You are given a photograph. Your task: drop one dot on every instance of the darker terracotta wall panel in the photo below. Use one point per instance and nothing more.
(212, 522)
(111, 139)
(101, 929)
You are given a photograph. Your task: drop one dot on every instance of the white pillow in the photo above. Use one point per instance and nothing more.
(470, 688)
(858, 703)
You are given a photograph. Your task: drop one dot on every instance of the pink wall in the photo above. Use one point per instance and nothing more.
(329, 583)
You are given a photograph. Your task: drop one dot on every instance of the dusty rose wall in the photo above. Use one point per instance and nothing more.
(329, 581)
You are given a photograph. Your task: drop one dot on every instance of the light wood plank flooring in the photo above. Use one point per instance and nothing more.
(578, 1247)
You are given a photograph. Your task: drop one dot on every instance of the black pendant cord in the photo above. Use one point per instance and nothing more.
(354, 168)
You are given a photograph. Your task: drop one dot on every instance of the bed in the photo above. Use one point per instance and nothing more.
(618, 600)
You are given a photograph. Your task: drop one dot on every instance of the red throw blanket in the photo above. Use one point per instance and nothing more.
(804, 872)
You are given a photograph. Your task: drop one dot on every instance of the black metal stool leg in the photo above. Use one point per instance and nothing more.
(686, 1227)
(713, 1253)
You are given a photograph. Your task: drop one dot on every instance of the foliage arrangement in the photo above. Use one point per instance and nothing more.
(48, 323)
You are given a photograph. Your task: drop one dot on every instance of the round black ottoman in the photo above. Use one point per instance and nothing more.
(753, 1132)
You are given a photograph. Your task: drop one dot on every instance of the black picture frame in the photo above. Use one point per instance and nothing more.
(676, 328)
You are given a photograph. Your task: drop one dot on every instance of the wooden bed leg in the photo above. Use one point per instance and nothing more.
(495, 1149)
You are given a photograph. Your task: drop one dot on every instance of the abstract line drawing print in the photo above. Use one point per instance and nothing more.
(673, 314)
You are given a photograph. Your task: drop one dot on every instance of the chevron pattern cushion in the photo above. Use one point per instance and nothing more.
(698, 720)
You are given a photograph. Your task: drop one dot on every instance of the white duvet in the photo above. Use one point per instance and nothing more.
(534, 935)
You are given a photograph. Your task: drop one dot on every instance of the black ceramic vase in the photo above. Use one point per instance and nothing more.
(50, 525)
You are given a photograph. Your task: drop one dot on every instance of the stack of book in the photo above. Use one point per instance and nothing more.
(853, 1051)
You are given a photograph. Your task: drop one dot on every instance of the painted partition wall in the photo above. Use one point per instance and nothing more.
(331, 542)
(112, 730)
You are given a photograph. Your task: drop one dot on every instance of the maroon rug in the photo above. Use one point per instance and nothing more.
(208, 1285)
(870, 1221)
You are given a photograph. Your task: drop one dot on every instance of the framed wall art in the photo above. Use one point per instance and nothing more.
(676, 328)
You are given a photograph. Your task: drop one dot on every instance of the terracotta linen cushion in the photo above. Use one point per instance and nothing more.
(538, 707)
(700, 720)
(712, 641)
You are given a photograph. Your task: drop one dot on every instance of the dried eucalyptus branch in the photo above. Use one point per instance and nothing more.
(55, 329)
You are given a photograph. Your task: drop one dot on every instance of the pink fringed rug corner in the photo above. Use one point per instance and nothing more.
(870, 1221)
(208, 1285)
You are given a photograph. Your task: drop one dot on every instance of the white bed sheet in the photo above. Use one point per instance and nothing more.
┄┄┄┄┄┄
TASK PROMPT: Please convert the records above into a numbered list, leaving out any blank lines.

OUTPUT FOR THIS TASK:
1. You are given a photograph. Your task: drop one dot on every instance of the darker terracotta wall panel in the photo below. Use one point per instance and nothing more.
2. (212, 522)
3. (111, 139)
4. (101, 929)
5. You are given a photograph. Your task: drop one dot on every instance of the white pillow in the photo above. Use one point per instance and nothing more.
6. (470, 688)
7. (858, 703)
8. You are given a photograph. Your task: drop one dot on every instance of the pink wall in the photo above. Use one point per instance and nothing more.
9. (329, 583)
10. You are given a photograph. Your task: drop one dot on every instance of the dusty rose wall in the photo above. Use one point per instance and nothing more.
11. (329, 581)
12. You are given a photograph. Your task: drop one dot on every instance of the light wood plank flooring in the photo above. Use one point per instance and nothing more.
13. (578, 1247)
14. You are given a photograph. Your task: drop one dot on every instance of the black pendant cord in the photo above. Use one point per instance and nothing more.
15. (354, 168)
16. You are given a photograph. Your task: drop one dot on every instance of the bed in the photo above. Use one point per instance and nothing more.
17. (618, 600)
18. You are given a photograph. Your task: drop one dot on every instance of the red throw blanket in the photo above. Use one point per instance and nothing more.
19. (804, 872)
20. You are given a photograph. Your task: drop one dot on every instance of the black metal stool leg in the photo above. Use one point per instance and nothing more.
21. (686, 1227)
22. (713, 1253)
23. You are given a photograph. Your task: drop one dot on every instance of the foliage arrangement in the photo above. Use one point per instance and nothing more.
24. (48, 323)
25. You are given a photograph. Your task: drop one dot on every instance of the round black ottoman in the photo above. Use one point per instance and nothing more.
26. (753, 1132)
27. You are given a photograph. Your task: drop one dot on every instance of the black picture frame in the photo above. Use one point per instance and nothing more.
28. (676, 328)
29. You are given a photograph. Your task: drop one dot on every instance of the wooden bed leg in the photo above. Use one point per instance and nothing more.
30. (495, 1149)
31. You are given a photograph. Your task: drop one dot on every instance of the abstract line drawing print in the photo above. Use one point per instance and nothing more.
32. (673, 314)
33. You are given a photograph. Your task: drop one dot on every instance of the chevron pattern cushion in the photo above. Use one point per instance and nothing more.
34. (698, 720)
35. You are given a photograph. Your task: drop one dot on every instance of the white duvet in the photo above. Use one point per instance and nothing more.
36. (534, 935)
37. You are given a photograph. Your task: drop one dot on every instance of the black ceramic vase in the photo above. Use one point per instance and nothing more.
38. (50, 525)
39. You are given a photograph. Your task: drop one dot on every instance of the stack of book in the photo above. Use one point per instance and nothing more.
40. (853, 1051)
41. You are given a photograph. Your task: drop one dot on every instance of the painted partition wall in the photo above. Use one point per instance and nothing more.
42. (331, 542)
43. (112, 730)
44. You are given a photograph. Your task: drop one dot on every instance of the maroon rug in the photo above. Use one point per instance and nothing more.
45. (208, 1285)
46. (870, 1221)
47. You are given a photograph. Your task: drop one dot on every instance of the framed wall art in the photo above. Use one point per instance and nothing more.
48. (676, 328)
49. You are given a photograph. Your task: drop one dot on every instance of the terracotta linen cushion in the photo above. Use one point per instance and nothing more.
50. (538, 707)
51. (700, 720)
52. (712, 641)
53. You are given a photograph. Your task: drop one dot on every instance of the dried eucalyptus branch in the photo above. Use one point per instance and nothing more.
54. (55, 329)
55. You are given a photograph. Your task: drop one dot on every instance of the pink fringed rug corner in the photo above. Use one point per instance and nothing more.
56. (870, 1221)
57. (208, 1285)
58. You are given a photograph. Your task: drop one dot on every instance of the white bed sheet in the photo above. Use one point per instance and nothing more.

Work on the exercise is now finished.